ABOUT THIS EXERCISE. Copy every line from the one containing "Target: wispy cloud" through the last line of the records below, both included, and nothing else.

PROVIDED ENTRIES.

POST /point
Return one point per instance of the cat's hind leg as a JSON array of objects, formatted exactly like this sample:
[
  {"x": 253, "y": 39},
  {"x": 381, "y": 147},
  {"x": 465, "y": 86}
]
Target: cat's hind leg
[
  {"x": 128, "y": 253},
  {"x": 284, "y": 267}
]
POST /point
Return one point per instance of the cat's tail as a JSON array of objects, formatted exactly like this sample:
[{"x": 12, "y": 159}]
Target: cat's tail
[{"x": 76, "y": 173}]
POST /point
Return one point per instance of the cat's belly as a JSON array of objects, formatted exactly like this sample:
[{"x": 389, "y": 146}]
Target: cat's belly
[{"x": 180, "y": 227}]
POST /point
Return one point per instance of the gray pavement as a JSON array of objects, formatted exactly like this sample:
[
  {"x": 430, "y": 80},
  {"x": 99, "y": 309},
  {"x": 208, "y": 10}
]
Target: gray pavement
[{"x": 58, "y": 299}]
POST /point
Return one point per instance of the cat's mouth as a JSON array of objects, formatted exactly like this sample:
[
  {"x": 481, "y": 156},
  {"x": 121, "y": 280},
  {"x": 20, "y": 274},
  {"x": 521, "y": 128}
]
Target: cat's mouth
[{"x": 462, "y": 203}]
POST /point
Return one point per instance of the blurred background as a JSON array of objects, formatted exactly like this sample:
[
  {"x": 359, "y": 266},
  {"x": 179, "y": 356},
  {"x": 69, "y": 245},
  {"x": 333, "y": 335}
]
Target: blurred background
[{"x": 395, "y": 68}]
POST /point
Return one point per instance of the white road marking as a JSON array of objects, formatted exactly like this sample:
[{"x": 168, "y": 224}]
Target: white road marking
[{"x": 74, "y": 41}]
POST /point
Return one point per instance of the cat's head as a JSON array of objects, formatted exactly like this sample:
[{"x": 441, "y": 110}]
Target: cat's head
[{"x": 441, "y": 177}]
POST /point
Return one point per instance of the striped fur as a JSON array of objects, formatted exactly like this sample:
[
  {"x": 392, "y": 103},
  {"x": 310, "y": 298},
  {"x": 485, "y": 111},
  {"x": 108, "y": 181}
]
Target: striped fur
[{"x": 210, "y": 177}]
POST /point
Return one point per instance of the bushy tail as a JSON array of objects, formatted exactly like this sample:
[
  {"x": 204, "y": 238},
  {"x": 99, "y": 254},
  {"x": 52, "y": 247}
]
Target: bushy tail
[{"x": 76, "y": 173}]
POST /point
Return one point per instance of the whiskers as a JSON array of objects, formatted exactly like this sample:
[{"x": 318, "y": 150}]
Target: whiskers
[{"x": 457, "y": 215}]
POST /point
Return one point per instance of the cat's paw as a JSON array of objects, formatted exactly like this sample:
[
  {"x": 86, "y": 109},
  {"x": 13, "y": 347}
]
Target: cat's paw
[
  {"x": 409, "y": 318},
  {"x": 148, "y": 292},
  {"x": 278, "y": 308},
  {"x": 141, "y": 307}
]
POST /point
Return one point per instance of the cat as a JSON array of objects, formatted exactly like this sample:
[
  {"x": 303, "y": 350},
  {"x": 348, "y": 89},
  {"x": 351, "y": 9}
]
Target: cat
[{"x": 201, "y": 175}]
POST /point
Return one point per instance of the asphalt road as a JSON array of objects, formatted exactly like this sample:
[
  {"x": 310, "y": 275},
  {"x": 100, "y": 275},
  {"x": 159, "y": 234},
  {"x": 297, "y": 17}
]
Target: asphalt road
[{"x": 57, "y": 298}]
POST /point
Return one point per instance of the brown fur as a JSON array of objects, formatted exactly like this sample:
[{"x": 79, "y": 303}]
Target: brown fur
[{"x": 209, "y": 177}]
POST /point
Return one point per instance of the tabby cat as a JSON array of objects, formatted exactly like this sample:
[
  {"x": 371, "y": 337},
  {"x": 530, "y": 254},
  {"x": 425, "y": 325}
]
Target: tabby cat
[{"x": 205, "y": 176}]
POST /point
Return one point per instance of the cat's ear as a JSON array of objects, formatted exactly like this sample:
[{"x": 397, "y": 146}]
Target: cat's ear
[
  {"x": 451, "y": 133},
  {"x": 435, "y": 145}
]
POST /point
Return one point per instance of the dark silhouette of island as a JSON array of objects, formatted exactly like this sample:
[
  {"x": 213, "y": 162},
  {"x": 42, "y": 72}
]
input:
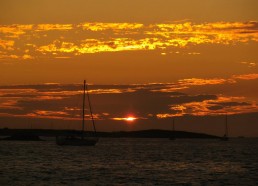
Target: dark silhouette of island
[{"x": 33, "y": 134}]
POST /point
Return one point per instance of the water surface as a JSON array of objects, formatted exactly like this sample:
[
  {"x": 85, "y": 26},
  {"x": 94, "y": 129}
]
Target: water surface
[{"x": 131, "y": 162}]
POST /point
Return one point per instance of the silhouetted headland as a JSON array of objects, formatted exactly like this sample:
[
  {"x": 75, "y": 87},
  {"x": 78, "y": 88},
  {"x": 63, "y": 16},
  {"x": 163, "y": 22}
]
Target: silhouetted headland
[{"x": 153, "y": 133}]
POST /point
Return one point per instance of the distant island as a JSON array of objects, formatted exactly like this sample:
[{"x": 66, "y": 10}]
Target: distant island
[{"x": 33, "y": 134}]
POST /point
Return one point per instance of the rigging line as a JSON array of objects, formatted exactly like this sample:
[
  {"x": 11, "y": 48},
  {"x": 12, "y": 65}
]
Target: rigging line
[{"x": 92, "y": 118}]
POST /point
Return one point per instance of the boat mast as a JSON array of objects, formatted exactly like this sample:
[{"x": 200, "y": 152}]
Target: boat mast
[
  {"x": 83, "y": 106},
  {"x": 173, "y": 124},
  {"x": 92, "y": 119},
  {"x": 226, "y": 126}
]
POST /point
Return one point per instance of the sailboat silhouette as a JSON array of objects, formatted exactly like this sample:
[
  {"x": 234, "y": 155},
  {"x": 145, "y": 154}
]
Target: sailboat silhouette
[{"x": 81, "y": 140}]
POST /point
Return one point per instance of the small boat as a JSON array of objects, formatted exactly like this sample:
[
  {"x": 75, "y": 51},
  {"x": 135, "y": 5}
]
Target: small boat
[
  {"x": 225, "y": 136},
  {"x": 173, "y": 136},
  {"x": 83, "y": 139}
]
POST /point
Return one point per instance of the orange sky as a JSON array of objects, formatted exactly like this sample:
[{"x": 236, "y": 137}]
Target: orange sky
[{"x": 206, "y": 50}]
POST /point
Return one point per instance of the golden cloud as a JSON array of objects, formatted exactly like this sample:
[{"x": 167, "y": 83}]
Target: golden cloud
[{"x": 115, "y": 37}]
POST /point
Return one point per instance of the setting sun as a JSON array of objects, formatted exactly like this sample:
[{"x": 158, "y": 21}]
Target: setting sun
[{"x": 130, "y": 118}]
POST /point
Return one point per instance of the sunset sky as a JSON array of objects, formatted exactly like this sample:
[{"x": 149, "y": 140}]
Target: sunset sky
[{"x": 149, "y": 60}]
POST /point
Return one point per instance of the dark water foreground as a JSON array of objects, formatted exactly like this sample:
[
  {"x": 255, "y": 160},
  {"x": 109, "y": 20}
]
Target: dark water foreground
[{"x": 131, "y": 162}]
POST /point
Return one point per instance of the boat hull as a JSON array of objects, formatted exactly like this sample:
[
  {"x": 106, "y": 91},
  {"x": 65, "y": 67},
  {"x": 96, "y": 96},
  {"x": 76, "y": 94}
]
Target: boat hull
[{"x": 75, "y": 141}]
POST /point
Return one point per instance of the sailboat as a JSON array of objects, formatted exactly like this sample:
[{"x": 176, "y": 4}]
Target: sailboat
[
  {"x": 173, "y": 136},
  {"x": 81, "y": 140},
  {"x": 225, "y": 136}
]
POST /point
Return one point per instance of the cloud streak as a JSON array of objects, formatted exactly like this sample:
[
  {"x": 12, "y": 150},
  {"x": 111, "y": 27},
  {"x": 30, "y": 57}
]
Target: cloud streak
[
  {"x": 142, "y": 101},
  {"x": 66, "y": 40}
]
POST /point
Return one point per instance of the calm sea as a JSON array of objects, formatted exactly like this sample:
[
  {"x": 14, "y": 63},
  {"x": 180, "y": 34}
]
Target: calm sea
[{"x": 131, "y": 162}]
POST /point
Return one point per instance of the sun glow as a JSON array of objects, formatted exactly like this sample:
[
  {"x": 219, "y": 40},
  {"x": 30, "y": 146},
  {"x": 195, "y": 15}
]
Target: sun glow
[{"x": 130, "y": 118}]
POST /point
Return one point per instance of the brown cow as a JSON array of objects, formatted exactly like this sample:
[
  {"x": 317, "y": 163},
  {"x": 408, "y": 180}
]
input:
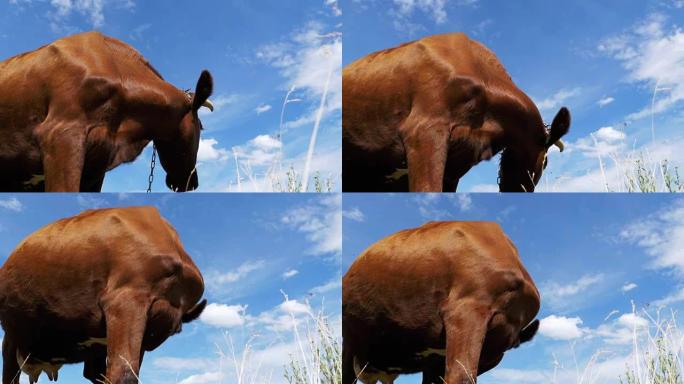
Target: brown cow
[
  {"x": 101, "y": 288},
  {"x": 432, "y": 109},
  {"x": 80, "y": 106},
  {"x": 446, "y": 299}
]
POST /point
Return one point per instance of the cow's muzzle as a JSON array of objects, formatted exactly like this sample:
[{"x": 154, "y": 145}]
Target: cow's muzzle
[{"x": 183, "y": 184}]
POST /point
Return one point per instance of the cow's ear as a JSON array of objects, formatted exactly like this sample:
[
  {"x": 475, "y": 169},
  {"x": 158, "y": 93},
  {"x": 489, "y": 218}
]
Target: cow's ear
[
  {"x": 559, "y": 127},
  {"x": 204, "y": 89}
]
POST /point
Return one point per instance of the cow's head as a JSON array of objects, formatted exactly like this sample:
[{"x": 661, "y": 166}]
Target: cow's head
[
  {"x": 524, "y": 159},
  {"x": 178, "y": 150}
]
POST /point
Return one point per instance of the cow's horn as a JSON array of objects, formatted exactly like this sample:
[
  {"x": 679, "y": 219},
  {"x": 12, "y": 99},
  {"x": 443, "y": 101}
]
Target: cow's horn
[{"x": 560, "y": 145}]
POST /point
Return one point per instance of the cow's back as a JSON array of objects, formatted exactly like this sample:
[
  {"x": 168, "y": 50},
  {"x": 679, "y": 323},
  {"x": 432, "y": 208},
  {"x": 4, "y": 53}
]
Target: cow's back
[
  {"x": 61, "y": 270},
  {"x": 88, "y": 78},
  {"x": 421, "y": 267},
  {"x": 431, "y": 76}
]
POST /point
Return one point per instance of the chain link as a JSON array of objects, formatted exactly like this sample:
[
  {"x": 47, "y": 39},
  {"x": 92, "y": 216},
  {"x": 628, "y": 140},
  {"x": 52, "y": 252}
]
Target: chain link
[{"x": 150, "y": 179}]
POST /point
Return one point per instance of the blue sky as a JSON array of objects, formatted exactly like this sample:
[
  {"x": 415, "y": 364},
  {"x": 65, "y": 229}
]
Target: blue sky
[
  {"x": 602, "y": 59},
  {"x": 251, "y": 250},
  {"x": 256, "y": 50},
  {"x": 590, "y": 255}
]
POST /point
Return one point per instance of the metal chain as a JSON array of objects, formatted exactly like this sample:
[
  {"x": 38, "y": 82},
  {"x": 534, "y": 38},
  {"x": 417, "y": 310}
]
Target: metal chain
[{"x": 150, "y": 179}]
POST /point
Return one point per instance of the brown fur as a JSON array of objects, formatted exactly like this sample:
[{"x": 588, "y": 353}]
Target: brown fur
[
  {"x": 84, "y": 104},
  {"x": 457, "y": 286},
  {"x": 437, "y": 106},
  {"x": 118, "y": 274}
]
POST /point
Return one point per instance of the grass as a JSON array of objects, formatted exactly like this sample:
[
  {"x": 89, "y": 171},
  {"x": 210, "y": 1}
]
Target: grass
[
  {"x": 657, "y": 358},
  {"x": 655, "y": 355},
  {"x": 291, "y": 181},
  {"x": 319, "y": 357}
]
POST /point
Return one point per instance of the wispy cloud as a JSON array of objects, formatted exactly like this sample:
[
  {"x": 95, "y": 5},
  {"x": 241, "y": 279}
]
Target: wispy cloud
[
  {"x": 62, "y": 13},
  {"x": 628, "y": 287},
  {"x": 290, "y": 273},
  {"x": 218, "y": 279},
  {"x": 605, "y": 101},
  {"x": 652, "y": 54},
  {"x": 558, "y": 99},
  {"x": 661, "y": 235},
  {"x": 209, "y": 150},
  {"x": 354, "y": 214}
]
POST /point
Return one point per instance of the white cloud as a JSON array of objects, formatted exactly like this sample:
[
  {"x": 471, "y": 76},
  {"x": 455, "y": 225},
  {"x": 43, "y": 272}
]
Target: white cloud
[
  {"x": 204, "y": 378},
  {"x": 354, "y": 214},
  {"x": 261, "y": 108},
  {"x": 465, "y": 202},
  {"x": 12, "y": 203},
  {"x": 290, "y": 273},
  {"x": 305, "y": 61},
  {"x": 435, "y": 8},
  {"x": 334, "y": 7},
  {"x": 621, "y": 331},
  {"x": 210, "y": 151},
  {"x": 224, "y": 316},
  {"x": 556, "y": 100},
  {"x": 216, "y": 279},
  {"x": 92, "y": 10},
  {"x": 605, "y": 101},
  {"x": 320, "y": 222},
  {"x": 661, "y": 235},
  {"x": 561, "y": 327},
  {"x": 604, "y": 142},
  {"x": 628, "y": 287},
  {"x": 294, "y": 307},
  {"x": 653, "y": 55}
]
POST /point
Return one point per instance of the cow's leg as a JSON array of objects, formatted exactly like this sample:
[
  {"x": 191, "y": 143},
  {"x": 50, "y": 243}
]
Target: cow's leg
[
  {"x": 465, "y": 322},
  {"x": 63, "y": 157},
  {"x": 10, "y": 366},
  {"x": 126, "y": 314},
  {"x": 94, "y": 184},
  {"x": 426, "y": 145},
  {"x": 433, "y": 372},
  {"x": 95, "y": 366}
]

TASK ANSWER.
Target: wispy cloud
[
  {"x": 62, "y": 13},
  {"x": 628, "y": 287},
  {"x": 290, "y": 273},
  {"x": 218, "y": 279},
  {"x": 605, "y": 101},
  {"x": 652, "y": 54},
  {"x": 558, "y": 99},
  {"x": 661, "y": 235},
  {"x": 209, "y": 150},
  {"x": 354, "y": 214}
]
POST /point
Return one point per instance of the white cloud as a JSON array of objects, formatted exactly like this sample:
[
  {"x": 471, "y": 76},
  {"x": 455, "y": 225},
  {"x": 43, "y": 272}
]
Target: white cloud
[
  {"x": 204, "y": 378},
  {"x": 354, "y": 214},
  {"x": 261, "y": 108},
  {"x": 465, "y": 202},
  {"x": 12, "y": 203},
  {"x": 290, "y": 273},
  {"x": 305, "y": 61},
  {"x": 435, "y": 8},
  {"x": 334, "y": 7},
  {"x": 621, "y": 331},
  {"x": 210, "y": 151},
  {"x": 224, "y": 316},
  {"x": 556, "y": 100},
  {"x": 216, "y": 279},
  {"x": 92, "y": 10},
  {"x": 605, "y": 101},
  {"x": 320, "y": 222},
  {"x": 661, "y": 235},
  {"x": 561, "y": 327},
  {"x": 604, "y": 142},
  {"x": 628, "y": 287},
  {"x": 294, "y": 307},
  {"x": 653, "y": 55}
]
POST /point
Return one point per instance of the cow's leg as a JSON array of objects, formatted exactly like this sample:
[
  {"x": 191, "y": 143},
  {"x": 50, "y": 243}
]
Target: cow's leg
[
  {"x": 465, "y": 322},
  {"x": 63, "y": 157},
  {"x": 10, "y": 366},
  {"x": 126, "y": 314},
  {"x": 94, "y": 184},
  {"x": 426, "y": 145},
  {"x": 433, "y": 372},
  {"x": 95, "y": 366}
]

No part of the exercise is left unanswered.